Aim of the task:
Copy every entry below exactly, and keep out the pictures.

Stored items:
----

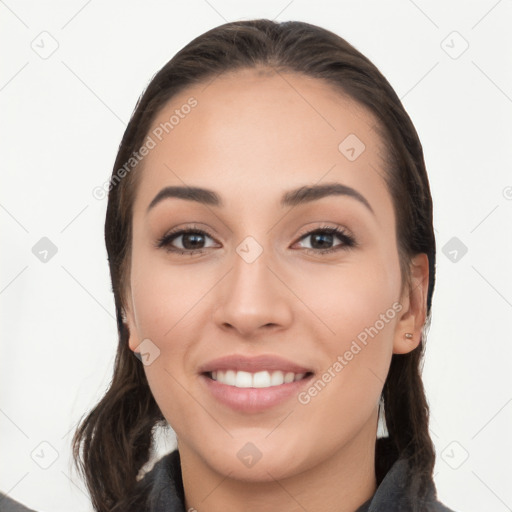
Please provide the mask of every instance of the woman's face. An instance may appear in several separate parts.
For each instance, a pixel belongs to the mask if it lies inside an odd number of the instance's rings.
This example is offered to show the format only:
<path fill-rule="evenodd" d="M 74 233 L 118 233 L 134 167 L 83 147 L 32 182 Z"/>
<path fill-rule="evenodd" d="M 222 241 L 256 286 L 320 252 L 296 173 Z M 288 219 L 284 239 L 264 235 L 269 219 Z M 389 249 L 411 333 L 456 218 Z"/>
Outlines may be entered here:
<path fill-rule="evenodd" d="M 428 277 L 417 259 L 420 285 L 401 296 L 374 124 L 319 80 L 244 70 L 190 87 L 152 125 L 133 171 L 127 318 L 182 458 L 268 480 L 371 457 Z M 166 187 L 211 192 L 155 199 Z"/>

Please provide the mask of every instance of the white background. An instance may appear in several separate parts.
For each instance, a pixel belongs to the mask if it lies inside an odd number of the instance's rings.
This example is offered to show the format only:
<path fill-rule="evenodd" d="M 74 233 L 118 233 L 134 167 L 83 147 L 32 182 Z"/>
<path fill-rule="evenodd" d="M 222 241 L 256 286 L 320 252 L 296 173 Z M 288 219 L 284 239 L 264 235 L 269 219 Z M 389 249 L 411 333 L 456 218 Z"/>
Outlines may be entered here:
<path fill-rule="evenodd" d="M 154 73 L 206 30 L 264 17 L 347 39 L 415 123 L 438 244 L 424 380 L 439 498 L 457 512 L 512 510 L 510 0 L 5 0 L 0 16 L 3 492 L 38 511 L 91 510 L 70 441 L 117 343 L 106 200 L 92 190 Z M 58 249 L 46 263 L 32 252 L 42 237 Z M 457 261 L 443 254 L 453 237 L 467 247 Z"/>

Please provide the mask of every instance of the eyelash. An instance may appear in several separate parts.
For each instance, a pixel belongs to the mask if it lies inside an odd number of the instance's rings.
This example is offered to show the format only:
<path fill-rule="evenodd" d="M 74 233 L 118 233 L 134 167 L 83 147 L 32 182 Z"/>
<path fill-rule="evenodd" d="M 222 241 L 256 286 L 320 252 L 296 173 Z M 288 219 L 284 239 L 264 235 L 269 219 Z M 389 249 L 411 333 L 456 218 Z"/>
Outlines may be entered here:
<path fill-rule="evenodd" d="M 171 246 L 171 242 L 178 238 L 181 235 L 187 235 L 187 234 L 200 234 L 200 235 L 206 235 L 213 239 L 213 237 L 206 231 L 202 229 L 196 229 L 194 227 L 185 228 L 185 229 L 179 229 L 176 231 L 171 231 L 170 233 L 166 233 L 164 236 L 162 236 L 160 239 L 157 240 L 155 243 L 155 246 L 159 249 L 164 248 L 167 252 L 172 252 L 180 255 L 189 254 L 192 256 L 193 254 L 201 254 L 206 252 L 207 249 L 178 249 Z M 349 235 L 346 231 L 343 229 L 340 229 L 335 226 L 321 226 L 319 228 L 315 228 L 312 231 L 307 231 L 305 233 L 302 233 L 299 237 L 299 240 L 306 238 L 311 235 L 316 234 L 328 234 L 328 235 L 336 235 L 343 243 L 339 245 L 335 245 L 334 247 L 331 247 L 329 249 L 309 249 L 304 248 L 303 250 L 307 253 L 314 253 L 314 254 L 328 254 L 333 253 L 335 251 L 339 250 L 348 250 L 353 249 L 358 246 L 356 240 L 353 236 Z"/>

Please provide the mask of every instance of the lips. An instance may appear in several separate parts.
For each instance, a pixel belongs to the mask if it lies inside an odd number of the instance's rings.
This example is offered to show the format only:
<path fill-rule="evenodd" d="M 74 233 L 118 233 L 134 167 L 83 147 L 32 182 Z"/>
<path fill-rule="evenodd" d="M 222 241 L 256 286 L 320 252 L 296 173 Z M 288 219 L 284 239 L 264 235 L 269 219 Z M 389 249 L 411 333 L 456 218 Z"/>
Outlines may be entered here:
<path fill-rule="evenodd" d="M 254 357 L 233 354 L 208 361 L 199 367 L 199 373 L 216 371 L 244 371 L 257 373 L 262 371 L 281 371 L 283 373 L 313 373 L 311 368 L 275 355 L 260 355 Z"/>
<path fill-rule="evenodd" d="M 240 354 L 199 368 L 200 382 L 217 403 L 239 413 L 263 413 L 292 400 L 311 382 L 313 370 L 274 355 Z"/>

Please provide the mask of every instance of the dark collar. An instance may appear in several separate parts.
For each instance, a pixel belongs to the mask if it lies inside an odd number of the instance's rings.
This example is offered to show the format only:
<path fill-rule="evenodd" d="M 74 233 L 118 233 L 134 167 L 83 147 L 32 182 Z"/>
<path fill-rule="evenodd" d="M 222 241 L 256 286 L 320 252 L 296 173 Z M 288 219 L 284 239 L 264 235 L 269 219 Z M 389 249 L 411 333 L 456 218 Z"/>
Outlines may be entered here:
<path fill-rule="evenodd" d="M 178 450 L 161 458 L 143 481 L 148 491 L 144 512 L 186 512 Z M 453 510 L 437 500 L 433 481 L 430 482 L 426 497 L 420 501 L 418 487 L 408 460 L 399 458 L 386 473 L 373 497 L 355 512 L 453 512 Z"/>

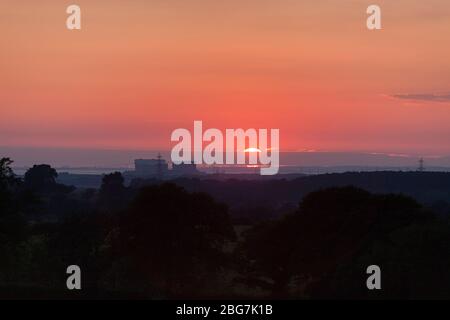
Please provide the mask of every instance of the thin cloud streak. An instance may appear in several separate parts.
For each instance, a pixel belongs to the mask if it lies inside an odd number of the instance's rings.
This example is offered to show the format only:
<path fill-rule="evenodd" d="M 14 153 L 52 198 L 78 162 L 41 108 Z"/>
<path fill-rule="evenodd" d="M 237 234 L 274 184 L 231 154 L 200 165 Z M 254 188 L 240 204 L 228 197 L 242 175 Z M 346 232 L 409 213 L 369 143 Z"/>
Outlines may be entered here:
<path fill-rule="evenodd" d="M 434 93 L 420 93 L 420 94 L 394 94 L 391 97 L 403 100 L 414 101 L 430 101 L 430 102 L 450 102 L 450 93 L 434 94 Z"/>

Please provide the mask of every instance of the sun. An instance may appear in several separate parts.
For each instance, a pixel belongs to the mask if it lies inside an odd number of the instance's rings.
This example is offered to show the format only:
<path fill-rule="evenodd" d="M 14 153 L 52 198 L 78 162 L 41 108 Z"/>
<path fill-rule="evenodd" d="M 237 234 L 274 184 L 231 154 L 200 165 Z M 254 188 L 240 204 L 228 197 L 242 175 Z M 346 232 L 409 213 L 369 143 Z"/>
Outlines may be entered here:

----

Written solution:
Please provide the mask of every instance of the woman's face. An instance may appear in several separate parts.
For each instance, a pixel belongs to the mask if it lies inside an odd number of the instance's rings.
This example is offered to show the format only:
<path fill-rule="evenodd" d="M 74 233 L 118 233 L 134 167 L 83 147 L 32 182 Z"/>
<path fill-rule="evenodd" d="M 222 241 L 256 286 L 320 252 L 296 173 Z M 288 219 L 284 239 L 264 235 L 269 219 Z M 389 249 L 411 333 L 456 218 Z"/>
Outlines may be entered here:
<path fill-rule="evenodd" d="M 428 277 L 417 259 L 420 285 L 401 296 L 374 124 L 319 80 L 244 70 L 190 87 L 152 125 L 133 171 L 127 318 L 182 458 L 268 480 L 371 457 Z M 166 187 L 211 192 L 155 199 Z"/>

Please provide the mask of every instance of the white background. An instance may appear in several separate parts.
For each instance, a pixel belongs to the mask if it lies inside an odd number of the instance's rings.
This example is offered to show the format only:
<path fill-rule="evenodd" d="M 74 233 L 118 233 L 134 167 L 83 147 L 32 182 Z"/>
<path fill-rule="evenodd" d="M 222 241 L 256 286 L 320 252 L 296 173 Z M 288 219 L 284 239 L 264 235 L 269 219 Z M 389 249 L 411 333 L 456 218 Z"/>
Outlines may be entered here:
<path fill-rule="evenodd" d="M 154 73 L 206 30 L 264 17 L 347 39 L 415 123 L 438 244 L 424 380 L 439 498 L 457 512 L 512 510 L 510 0 L 5 0 L 0 16 L 3 492 L 38 511 L 91 510 L 70 441 L 117 343 L 106 200 L 92 190 Z M 58 249 L 46 263 L 32 252 L 42 237 Z M 457 261 L 443 254 L 453 237 L 467 247 Z"/>

Please provide the mask of every instance of the eyelash. An instance may appear in several separate parts.
For each instance, a pixel belongs to the mask if it lies inside an odd number of the instance's rings.
This example is offered to show the format only:
<path fill-rule="evenodd" d="M 74 233 L 118 233 L 134 167 L 83 147 L 32 182 Z"/>
<path fill-rule="evenodd" d="M 222 241 L 256 286 L 320 252 L 296 173 Z M 288 219 L 284 239 L 264 235 L 269 219 Z M 389 249 L 411 333 L 456 218 Z"/>
Outlines may be entered here:
<path fill-rule="evenodd" d="M 171 246 L 171 242 L 178 238 L 181 235 L 187 235 L 187 234 L 200 234 L 200 235 L 206 235 L 213 239 L 213 237 L 206 231 L 202 229 L 196 229 L 194 227 L 185 228 L 185 229 L 179 229 L 176 231 L 171 231 L 170 233 L 166 233 L 164 236 L 162 236 L 160 239 L 157 240 L 155 243 L 155 246 L 159 249 L 164 248 L 167 252 L 172 252 L 180 255 L 189 254 L 192 256 L 193 254 L 201 254 L 206 252 L 207 249 L 178 249 Z M 349 235 L 346 231 L 343 229 L 340 229 L 335 226 L 321 226 L 319 228 L 315 228 L 312 231 L 307 231 L 305 233 L 302 233 L 299 237 L 299 240 L 306 238 L 311 235 L 316 234 L 328 234 L 328 235 L 336 235 L 343 243 L 339 245 L 335 245 L 334 247 L 331 247 L 329 249 L 309 249 L 304 248 L 303 250 L 307 253 L 314 253 L 314 254 L 328 254 L 333 253 L 335 251 L 339 250 L 348 250 L 353 249 L 358 246 L 356 240 L 353 236 Z"/>

Please provide the mask of every instance of the lips. An instance may appear in several separate parts.
For each instance, a pixel belongs to the mask if it lies inside an odd number of the instance's rings.
This example is offered to show the format only:
<path fill-rule="evenodd" d="M 74 233 L 118 233 L 134 167 L 83 147 L 32 182 Z"/>
<path fill-rule="evenodd" d="M 222 241 L 256 286 L 320 252 L 296 173 Z M 288 219 L 284 239 L 264 235 L 269 219 Z M 389 249 L 411 333 L 456 218 Z"/>
Outlines may be entered here:
<path fill-rule="evenodd" d="M 254 357 L 233 354 L 208 361 L 199 367 L 199 373 L 216 371 L 244 371 L 257 373 L 262 371 L 281 371 L 283 373 L 313 373 L 311 368 L 275 355 L 260 355 Z"/>
<path fill-rule="evenodd" d="M 240 354 L 199 368 L 200 382 L 217 403 L 239 413 L 263 413 L 292 400 L 311 382 L 313 370 L 274 355 Z"/>

Please provide the mask of every instance of the dark collar. An instance may appear in several separate parts.
For each instance, a pixel belongs to the mask if it lies inside an odd number of the instance's rings.
This example is offered to show the format only:
<path fill-rule="evenodd" d="M 74 233 L 118 233 L 134 167 L 83 147 L 32 182 Z"/>
<path fill-rule="evenodd" d="M 222 241 L 256 286 L 320 252 L 296 173 Z M 288 219 L 284 239 L 264 235 L 269 219 Z M 389 249 L 411 333 L 456 218 Z"/>
Outlines may be entered here:
<path fill-rule="evenodd" d="M 178 450 L 161 458 L 143 481 L 148 491 L 144 512 L 186 512 Z M 453 510 L 437 500 L 433 481 L 430 482 L 426 497 L 420 501 L 418 487 L 408 460 L 399 458 L 386 473 L 373 497 L 355 512 L 453 512 Z"/>

Please provide the mask of every instance of the thin cloud streak. An instance may appear in several separate parts.
For each instance, a pixel belongs to the mask if it lies inside an odd number of the instance's rings.
This example is offered to show the format only:
<path fill-rule="evenodd" d="M 14 153 L 52 198 L 78 162 L 41 108 Z"/>
<path fill-rule="evenodd" d="M 237 234 L 274 184 L 231 154 L 200 165 Z M 254 188 L 240 204 L 228 197 L 242 175 Z M 346 232 L 409 213 L 369 143 Z"/>
Outlines may be entered here:
<path fill-rule="evenodd" d="M 434 93 L 420 93 L 420 94 L 394 94 L 391 97 L 403 100 L 414 101 L 430 101 L 430 102 L 450 102 L 450 93 L 434 94 Z"/>

Please provide the mask of every instance of the sun. An instance may appear in several separate parts.
For each instance, a pixel belongs to the mask if it lies inside an odd number of the instance's rings.
This example is offered to show the format only:
<path fill-rule="evenodd" d="M 14 153 L 52 198 L 78 162 L 41 108 Z"/>
<path fill-rule="evenodd" d="M 237 234 L 274 184 L 231 154 L 200 165 Z M 254 188 L 240 204 L 228 197 L 242 175 Z M 346 232 L 409 213 L 369 143 Z"/>
Outlines may be entered here:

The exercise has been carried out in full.